Stated task: Locate every line in the material below that contains the string "roof" and copy each such line in full. Matches are case-sensitive.

Records from a collection
## Begin
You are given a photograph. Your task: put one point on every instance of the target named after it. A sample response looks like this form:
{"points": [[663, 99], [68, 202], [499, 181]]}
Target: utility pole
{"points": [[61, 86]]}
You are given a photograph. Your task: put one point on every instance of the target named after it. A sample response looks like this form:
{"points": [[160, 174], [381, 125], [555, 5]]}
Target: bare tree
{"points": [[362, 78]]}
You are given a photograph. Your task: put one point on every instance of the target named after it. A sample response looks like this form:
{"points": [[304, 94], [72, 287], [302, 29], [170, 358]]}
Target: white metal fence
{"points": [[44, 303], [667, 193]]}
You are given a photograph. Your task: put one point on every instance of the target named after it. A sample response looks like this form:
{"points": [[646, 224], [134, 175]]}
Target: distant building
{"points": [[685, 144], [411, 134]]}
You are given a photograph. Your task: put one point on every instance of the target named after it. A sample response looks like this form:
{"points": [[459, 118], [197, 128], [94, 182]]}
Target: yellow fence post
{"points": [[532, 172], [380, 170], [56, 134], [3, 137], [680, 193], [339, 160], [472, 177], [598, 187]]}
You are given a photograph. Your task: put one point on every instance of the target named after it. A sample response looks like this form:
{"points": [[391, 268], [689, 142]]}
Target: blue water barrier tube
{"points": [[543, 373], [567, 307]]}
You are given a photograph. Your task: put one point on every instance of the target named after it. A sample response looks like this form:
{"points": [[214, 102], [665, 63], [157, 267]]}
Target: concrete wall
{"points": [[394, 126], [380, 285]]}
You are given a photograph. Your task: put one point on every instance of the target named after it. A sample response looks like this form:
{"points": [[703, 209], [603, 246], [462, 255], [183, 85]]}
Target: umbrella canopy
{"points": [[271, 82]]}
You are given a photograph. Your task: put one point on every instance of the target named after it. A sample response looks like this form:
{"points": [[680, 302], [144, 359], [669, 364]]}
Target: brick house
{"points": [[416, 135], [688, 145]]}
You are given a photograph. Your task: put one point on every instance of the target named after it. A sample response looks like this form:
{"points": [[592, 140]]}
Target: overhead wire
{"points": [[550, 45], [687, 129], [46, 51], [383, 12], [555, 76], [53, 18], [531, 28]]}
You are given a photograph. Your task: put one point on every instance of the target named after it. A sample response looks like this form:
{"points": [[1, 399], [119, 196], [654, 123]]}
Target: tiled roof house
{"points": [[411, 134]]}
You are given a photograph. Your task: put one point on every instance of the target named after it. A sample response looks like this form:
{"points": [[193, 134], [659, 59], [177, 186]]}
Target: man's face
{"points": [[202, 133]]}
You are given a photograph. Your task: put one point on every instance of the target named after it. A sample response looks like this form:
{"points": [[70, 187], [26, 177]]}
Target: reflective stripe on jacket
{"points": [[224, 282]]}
## End
## Begin
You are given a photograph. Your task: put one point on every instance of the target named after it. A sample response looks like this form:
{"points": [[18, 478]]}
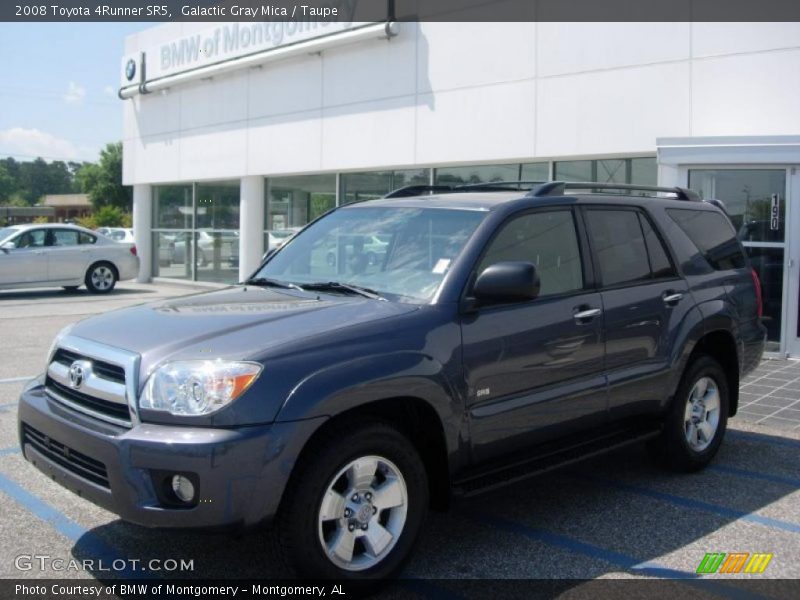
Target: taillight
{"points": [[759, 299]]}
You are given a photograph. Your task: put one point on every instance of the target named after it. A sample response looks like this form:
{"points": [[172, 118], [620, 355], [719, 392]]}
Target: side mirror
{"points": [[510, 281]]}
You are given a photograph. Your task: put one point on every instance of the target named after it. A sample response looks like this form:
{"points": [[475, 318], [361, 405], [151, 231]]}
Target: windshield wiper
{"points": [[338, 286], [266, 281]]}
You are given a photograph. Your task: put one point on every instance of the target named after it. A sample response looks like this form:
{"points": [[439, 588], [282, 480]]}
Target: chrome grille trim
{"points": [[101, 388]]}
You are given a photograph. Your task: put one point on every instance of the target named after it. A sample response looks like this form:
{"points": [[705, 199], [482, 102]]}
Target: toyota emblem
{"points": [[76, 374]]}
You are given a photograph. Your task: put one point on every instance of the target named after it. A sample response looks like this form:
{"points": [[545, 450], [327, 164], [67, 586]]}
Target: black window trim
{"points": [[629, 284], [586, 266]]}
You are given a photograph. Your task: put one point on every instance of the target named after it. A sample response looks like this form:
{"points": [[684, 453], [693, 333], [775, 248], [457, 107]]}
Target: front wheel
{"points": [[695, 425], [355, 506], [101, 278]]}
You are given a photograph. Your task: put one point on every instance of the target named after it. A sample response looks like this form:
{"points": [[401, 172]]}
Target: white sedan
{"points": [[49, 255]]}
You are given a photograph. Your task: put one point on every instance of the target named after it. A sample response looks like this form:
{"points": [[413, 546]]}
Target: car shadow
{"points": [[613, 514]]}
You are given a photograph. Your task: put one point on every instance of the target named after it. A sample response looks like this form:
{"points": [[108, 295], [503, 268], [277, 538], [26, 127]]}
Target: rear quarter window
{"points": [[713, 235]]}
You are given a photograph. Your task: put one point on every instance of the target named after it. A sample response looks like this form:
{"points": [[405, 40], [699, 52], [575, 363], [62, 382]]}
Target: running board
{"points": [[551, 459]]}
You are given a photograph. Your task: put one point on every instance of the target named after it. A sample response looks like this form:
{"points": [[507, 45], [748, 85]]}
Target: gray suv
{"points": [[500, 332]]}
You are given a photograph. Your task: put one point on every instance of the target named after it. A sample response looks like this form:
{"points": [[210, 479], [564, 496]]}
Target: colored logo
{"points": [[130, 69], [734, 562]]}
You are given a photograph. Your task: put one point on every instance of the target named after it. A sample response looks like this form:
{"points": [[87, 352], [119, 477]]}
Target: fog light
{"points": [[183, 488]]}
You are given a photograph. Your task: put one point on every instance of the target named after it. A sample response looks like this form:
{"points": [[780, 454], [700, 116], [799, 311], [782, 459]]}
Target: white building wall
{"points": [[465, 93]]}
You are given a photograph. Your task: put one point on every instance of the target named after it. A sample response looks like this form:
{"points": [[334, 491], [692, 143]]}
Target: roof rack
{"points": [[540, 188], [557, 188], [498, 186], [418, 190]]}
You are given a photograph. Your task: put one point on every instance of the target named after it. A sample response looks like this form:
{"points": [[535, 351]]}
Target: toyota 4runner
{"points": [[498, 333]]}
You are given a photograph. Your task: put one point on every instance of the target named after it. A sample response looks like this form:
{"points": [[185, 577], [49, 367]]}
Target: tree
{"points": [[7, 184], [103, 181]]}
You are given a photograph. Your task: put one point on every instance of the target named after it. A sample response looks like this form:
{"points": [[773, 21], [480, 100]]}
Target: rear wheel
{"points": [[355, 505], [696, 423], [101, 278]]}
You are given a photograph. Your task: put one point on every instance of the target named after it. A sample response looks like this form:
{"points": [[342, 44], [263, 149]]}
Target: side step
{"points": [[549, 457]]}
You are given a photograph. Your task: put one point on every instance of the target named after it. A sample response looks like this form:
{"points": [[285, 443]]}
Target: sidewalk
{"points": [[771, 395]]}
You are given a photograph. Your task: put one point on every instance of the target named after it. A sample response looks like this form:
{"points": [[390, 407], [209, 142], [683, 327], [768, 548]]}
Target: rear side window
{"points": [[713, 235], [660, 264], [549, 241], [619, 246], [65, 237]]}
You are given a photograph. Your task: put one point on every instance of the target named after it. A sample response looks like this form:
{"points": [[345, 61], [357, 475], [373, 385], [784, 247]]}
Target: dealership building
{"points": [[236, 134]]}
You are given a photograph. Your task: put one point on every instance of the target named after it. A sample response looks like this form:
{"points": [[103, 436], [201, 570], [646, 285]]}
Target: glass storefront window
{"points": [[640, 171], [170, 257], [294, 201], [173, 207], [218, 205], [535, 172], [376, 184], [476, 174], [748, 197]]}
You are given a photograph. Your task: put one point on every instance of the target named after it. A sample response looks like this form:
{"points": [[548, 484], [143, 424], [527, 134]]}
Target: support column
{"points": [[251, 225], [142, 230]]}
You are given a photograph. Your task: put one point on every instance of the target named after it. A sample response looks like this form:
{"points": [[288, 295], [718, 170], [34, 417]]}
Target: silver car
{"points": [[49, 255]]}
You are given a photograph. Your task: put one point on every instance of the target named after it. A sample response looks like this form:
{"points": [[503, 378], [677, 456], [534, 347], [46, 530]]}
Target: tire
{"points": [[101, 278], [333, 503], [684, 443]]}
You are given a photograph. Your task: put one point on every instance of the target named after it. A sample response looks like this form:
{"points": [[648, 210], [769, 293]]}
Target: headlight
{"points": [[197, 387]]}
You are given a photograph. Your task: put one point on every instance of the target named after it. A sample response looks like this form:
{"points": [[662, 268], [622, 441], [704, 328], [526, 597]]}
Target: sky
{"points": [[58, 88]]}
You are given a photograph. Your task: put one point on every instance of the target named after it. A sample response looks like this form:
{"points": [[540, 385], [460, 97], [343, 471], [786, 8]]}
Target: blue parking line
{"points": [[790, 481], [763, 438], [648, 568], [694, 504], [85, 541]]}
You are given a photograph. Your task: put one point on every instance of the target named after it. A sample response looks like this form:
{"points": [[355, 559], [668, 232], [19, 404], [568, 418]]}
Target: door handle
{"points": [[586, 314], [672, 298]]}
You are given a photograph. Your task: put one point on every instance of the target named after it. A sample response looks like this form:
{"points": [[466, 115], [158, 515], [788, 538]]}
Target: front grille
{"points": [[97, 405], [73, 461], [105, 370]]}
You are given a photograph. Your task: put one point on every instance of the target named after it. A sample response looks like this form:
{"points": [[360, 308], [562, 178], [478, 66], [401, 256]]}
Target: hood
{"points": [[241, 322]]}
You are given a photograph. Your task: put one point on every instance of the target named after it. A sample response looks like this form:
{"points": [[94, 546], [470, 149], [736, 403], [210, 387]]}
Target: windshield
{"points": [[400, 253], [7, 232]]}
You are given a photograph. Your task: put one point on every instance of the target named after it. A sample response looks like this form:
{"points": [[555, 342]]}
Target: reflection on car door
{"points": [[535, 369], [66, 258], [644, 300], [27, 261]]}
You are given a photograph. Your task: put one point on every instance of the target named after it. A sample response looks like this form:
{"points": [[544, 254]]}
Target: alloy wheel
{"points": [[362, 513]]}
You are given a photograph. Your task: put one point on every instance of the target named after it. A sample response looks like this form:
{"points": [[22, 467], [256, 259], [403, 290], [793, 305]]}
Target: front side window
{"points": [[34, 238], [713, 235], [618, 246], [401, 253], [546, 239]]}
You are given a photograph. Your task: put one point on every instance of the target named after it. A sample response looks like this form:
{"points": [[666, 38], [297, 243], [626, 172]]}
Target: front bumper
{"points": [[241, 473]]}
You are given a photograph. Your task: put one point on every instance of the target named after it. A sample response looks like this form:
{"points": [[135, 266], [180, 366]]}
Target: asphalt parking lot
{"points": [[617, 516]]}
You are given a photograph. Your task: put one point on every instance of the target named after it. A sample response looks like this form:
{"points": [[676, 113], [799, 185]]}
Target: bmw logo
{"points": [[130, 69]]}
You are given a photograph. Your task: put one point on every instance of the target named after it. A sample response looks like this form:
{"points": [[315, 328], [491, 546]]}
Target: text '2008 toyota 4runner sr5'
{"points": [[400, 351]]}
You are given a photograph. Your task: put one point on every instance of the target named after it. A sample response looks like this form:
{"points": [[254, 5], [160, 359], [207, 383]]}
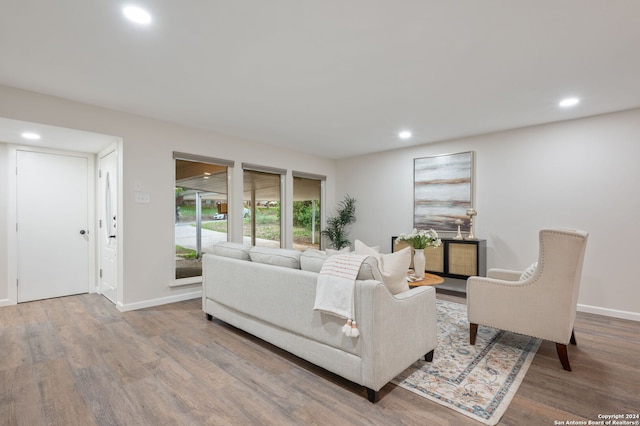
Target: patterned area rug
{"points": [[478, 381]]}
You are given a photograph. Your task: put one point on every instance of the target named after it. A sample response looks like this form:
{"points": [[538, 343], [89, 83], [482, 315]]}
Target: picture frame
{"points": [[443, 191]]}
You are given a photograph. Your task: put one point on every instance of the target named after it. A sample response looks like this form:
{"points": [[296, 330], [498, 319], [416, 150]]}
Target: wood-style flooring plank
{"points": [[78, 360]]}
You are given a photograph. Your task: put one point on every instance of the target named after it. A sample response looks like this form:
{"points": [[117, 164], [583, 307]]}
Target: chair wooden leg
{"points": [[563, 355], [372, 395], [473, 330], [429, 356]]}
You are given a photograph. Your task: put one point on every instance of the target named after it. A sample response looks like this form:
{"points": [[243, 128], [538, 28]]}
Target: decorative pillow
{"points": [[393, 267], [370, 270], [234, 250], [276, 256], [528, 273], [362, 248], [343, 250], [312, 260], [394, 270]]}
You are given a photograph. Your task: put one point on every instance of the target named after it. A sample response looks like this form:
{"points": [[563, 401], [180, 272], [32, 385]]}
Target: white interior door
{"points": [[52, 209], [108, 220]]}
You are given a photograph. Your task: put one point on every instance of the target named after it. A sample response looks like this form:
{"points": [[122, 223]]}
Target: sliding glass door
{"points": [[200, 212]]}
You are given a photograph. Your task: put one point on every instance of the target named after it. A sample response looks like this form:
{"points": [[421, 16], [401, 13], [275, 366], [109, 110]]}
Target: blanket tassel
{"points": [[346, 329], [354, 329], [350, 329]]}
## End
Worked solution:
Target: tiled roof house
Target: roof rack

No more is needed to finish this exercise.